# [Work to complete]
1/ In the piece on copy by committee, what does Jim want the copy to sound like?
2/ Which people have opinions that J, the copywriter in the piece on copy by committee, imagines taking on board? Name them all.
3/ Carry the piece on copy by committee forward from its final line, in the same voice.

# start of Selection

3 reasons you should obliterate ‘copy by committee’ from your business
1) YOU END UP WITH FRANKENSTEIN
You know J, our copywriter from the beginning?
Let’s bring him back.
Imagine that he DOES take everybody’s opinions on board.
Including:
Lara’s, “can we make it bold, but not excessively bold.”
Jim’s, “I want us to sound like Innocent.”
Sarah’s, “can we be more low-key and not so out there.”
Bob’s, “we need to speak to everyone. What if one person doesn’t like that point?”
And Amy from accounting’s, “there’s no numbers in here – let’s bring some numbers in to jazz up our points.”
Imagine that he takes all of those viewpoints and opinions and infuses them into the copy – no questions asked.
It would look something like this:
This chip is SPICY. But it can also be mild. This chip has 5 pointed edges and three ridges for an extra shot of flavour. But it’s also not too flavoursome.
You’re probably thinking, ‘WTF did I just read?’
And you’d be right.
WTF.
Is it a spicy chip? Or is it a mild chip? Is it packed full of flavour or is it flavourless? And what about that bit at the end that sounds like it was just tagged on?
It’s basically Frankenstein, but in copy form.
A butchered concoction of random ideas and points of view that – by themselves – make sense.
But bunched together come out sounding like a kerfuffle of nonsense.
Now, this is an EXTREME example, but what I’m trying to get across is how copy by committee can take the brief and warp it.
Morph it into a hodgepodge of ideas.
Leave it without a specific or set point-of-view. Make it to talk to EVERYONE. Not really have a clear focus point.
A bit like when you scroll through a website and leave thinking, “wait, what do they actually do?”
Or in more literal terms, a tagline for spicy crisps that aren’t too spicy and have lots of flavour, but not too much flavour.
Get my point?
The copy either comes across as:
- Diluted and weak. With no clear focus point or opinion. Wishy-washy and trying to ‘appeal’ to everyone but in doing so, actually speaks to no one. Take our spicy (or not so spicy) crisps example.
- Forced or trying too hard. It starts with one tone of voice before suddenly flitting to a second tone of voice and a third tone of voice and a – you get my point. It’s like the copy can’t quite decide who or what it wants to be. Imagine a blog that starts out sounding like Innocent and then drifts off into blase ‘legal speak.’
Aside from the obviously butchered copy, this Frankenstein concoction also scares readers away. It leaves them feeling confused. Left in the dark.
Leaving you with a few less readers and a few less sales.
Not exactly what you’d had in mind when crafting up the brief a month earlier, right?

# end of Selection
# start of Extracted records

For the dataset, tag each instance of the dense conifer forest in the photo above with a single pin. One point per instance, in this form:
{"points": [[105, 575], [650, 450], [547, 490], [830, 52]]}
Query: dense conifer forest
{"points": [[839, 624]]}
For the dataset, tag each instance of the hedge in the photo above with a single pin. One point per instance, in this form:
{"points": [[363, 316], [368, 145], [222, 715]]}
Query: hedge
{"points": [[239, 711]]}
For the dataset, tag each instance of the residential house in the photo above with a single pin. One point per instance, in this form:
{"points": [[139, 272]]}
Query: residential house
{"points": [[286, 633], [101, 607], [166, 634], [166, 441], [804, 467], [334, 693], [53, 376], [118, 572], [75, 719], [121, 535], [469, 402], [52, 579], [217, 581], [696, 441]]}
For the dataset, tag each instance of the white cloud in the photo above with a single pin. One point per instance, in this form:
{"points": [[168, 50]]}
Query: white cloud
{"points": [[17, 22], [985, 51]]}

# end of Extracted records

# [Per-task outputs]
1/ Jim wants the copy to sound like Innocent.

2/ Lara, Jim, Sarah, Bob, and Amy from accounting.

3/
2) Creates a wholllllllllllllllllllllllllllllllly unnecessary stall (a bit like this title)
Airports are already a pain in the ass.
Queues, queues, and more queues.
But imagine if there were even BIGGER stalls in place – stalls that could totally be avoided. Stalls that – from the outside looking in – are very obviously NOT in the airport’s best interests.
Let’s say you’ve gone through allll the security and you’re ready to take off.
But first, an engineer has to have a little catch-up with the pilot.
Ok, fair enough – makes sense.
Another hour goes by and the airport janitor hops onboard.
Seems a bit odd, doesn’t it?
30 minutes later, the baggage handler says hi along with: the airport manager, flight despatcher, airport planner, and airline reservation agent.
By the time everyone’s finished doing their thing, the flight is delayed by four hours. Backtracked to the last take-off of the evening. And every other flight at the airport is also delayed by another hour.
Copy by committee does exactly the same thing.
It creates stalls. Delays. Disruptions.
To the briefing. To the actual execution. And to your launch date.
Not good if you’re looking to up your content output and stick to a consistent schedule.
Also not good for your entire business full stop.
Because that one little delay can have an impact on the rest of your operations, creating bottlenecks and increasing costs and causing you to lose customers and tarnish your reputation and annoy clients and –
I’m already stressed out just writing that.
Aren’t you?
3) Strips away a copywriter’s creative license
Us copywriters are creative people.
Give us an inch and we’ll able to make it last a mile.
Tell us a bit about your project and we’ll be able to fill in the missing gaps with carefully executed copy.
Copy that’s not only creative but also rooted in psychology and science.
But when copy by committee comes into play all of that can sorta get thrown out the window.
Forgotten about. Overlooked. Ignored.
Now, I know nobody’s doing this on purpose – that would be a liiiiittle sadistic.
But all the last-minute track changes and all the opinions that ‘just have to get thrown into the mix,’ kinda undermine a copywriter’s expertise and strip away their creative license.
We want your feedback and we want to take it into consideration, but getting it from six different departments isn’t exactly helpful.
Especially when all those opinions conflict with one another (remember our Frankenstein example?)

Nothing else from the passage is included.